━━━ EXTRACTED DATA ━━━

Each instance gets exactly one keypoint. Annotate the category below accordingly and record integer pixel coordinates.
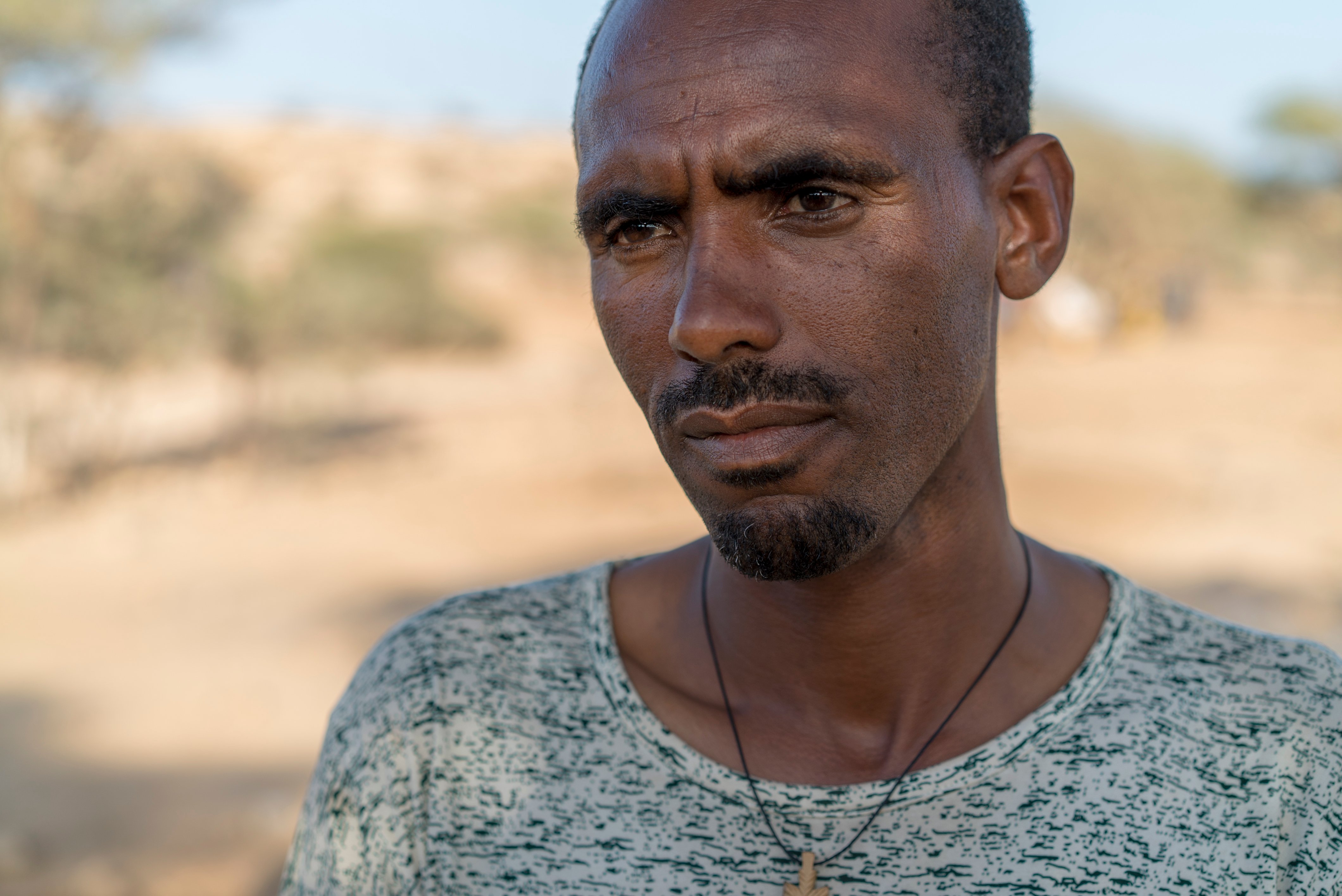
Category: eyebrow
(772, 177)
(606, 207)
(793, 171)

━━━

Rewrite every line of the records above as a JSON list of strings, one string per line, omitting blank lines and the pictures.

[
  "Each instance gets exactly one keypoint. Annotate the category below accordingly and record integer pixel coordinates.",
  "Category: eyebrow",
  "(772, 177)",
  "(606, 207)",
  "(793, 171)"
]